= 課題一覧 =
a - スパコンに関する文章から引いた次の一文を、英語に訳してください。「現在のスパコンの計算速度をおもに決めているのはCPU(中央処理装置)とメモリです。」
b - スパコンに関する文章を読み、次の問いに答えてください。答えには(i)(ii)(iii)の印をつけ、一行に一つずつ書いてください。
(i) CPUの性能の向上が頭打ちになりつつあるのは、性能が何の制約を受けるためですか。
(ii) 個々のトランジスタは何として働きますか。
(iii) 1971年に世界初のマイクロプロセッサを発売したのはどこの会社ですか。
c - スパコンに関する文章が途切れたところから話を引き継ぎ、続きを書いてください。

スパコンはどこまで速くできるのか?

新しいアーキテクチャの可能性を追求する
Interview
2020年03月掲載
佐野 健太郎 Kentaro Sano 理化学研究所 計算科学研究センター プロセッサ研究チーム チームリーダー
佐野 健太郎
Kentaro Sano
理化学研究所 計算科学研究センター
プロセッサ研究チーム チームリーダー
撮影:大島拓也

現在のスパコンの計算速度をおもに決めているのはCPU(中央処理装置)とメモリです。
これまでのスパコンは、CPUの性能を上げるともに、多くのCPUを並列で使うことで計算速度を向上させてきました。
しかし、CPUの実体は半導体チップであり、その性能は加工技術や消費電力などの制約を受けるため、性能の向上は頭打ちになりつつあります。
そのような現状を踏まえて、佐野さんはこれまでとは異なるアーキテクチャを研究しています。

コンピュータの速度を上げるために行われてきたこと

現在のコンピュータは、パソコンでも、スパコンでも、CPU(中央処理装置)で計算を行っています。CPUの実体は、「マイクロプロセッサ」と呼ばれる半導体チップで、トランジスタやほかの素子がたくさん集積されています。個々のトランジスタは超小型のスイッチとして働き、スイッチのオンとオフで、2進法の1と0を表します。そして、多数のトランジスタを組み合わせた演算器(計算を行う回路)の中でトランジスタのオン/オフを行うことで、2進数の計算を実現しています。

1971年に、アメリカのインテル社が世界初のマイクロプロセッサを発売して以来、半導体メーカーは、マイクロプロセッサの開発にしのぎを削ってきました。「計算速度を上げるために、1個のマイクロプロセッサの性能をとことんまで上げようとしてきたのです」と、佐野さんは説明します(図1)。

= 提供データ =
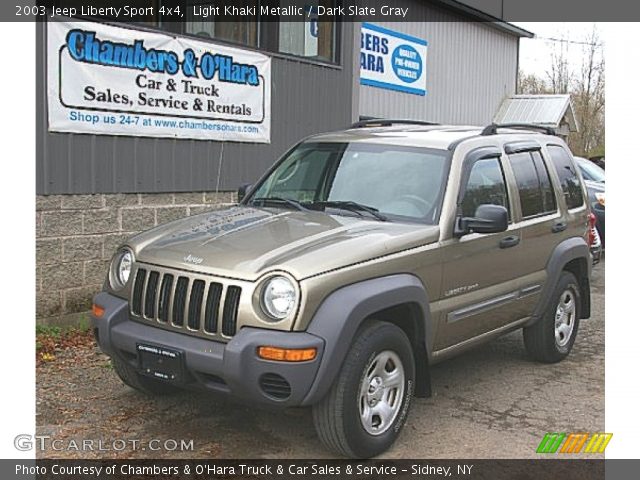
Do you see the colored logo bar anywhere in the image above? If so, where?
[536,432,613,453]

= 想定解答 =
a - What mainly determines the computing speed of today's supercomputers is the CPU (central processing unit) and memory.

b -
(i) 加工技術や消費電力などの制約
(ii) 超小型のスイッチ
(iii) アメリカのインテル社

c -
図1 マイクロプロセッサの進歩
図1マイクロプロセッサの進歩
グラフの枠の上に書かれているのは、半導体加工の基準となる線幅(プロセスルールと呼ばれる)で、マイクロプロセッサの誕生以来、どんどん細くなってきた。それにより、トランジスタ数も増加し続けてきた。しかし、動作周波数と消費電力は2000年代半ばに頭打ちとなり、同時期にコア数が増え始めた。(2010年までのデータはM. Horowitzら、2010-15年のデータはK. Ruppによる。赤い線は佐野による)
図1 マイクロプロセッサの進歩

これまで、計算速度を上げるために大きく分けて2つの方法がとられてきました。1つは、チップに集積するトランジスタの数を増やすことです。トランジスタの数を増やせば、1個のマイクロプロセッサでたくさんのデータを処理でき、計算速度は速くなります。実際、マイクロプロセッサの誕生後、半導体の微細加工技術は急速に進歩し、同じ面積により多くのトランジスタを集積できるようになりました。「1つの半導体チップに集積される素子の数は18ヵ月ごとに倍増する」というムーアの法則(法則と呼ばれているが、実際は産業界の開発目標)が、長い間実現されてきたのです(図1のトランジスタ数のグラフ)。

「しかし、トランジスタのオン/オフの切り替えは電力を消費しますから、トランジスタが増えればチップの消費電力も多くなり、発熱も増えます。当然、チップは冷却しますが、それにも限界があるので、チップ全体の消費電力は200W程度以上にはできません。最初のころは、微細化によりトランジスタの動作電圧を下げ、トランジスタ1個の消費電力を下げることができたので、チップに搭載するトランジスタの数を増やしていけたのですが、2005年ごろに、動作電圧を下げると漏れ電流が増えるという問題が出てきて、これ以上の改善は望めなくなってしまいました(図1の消費電力のグラフ)」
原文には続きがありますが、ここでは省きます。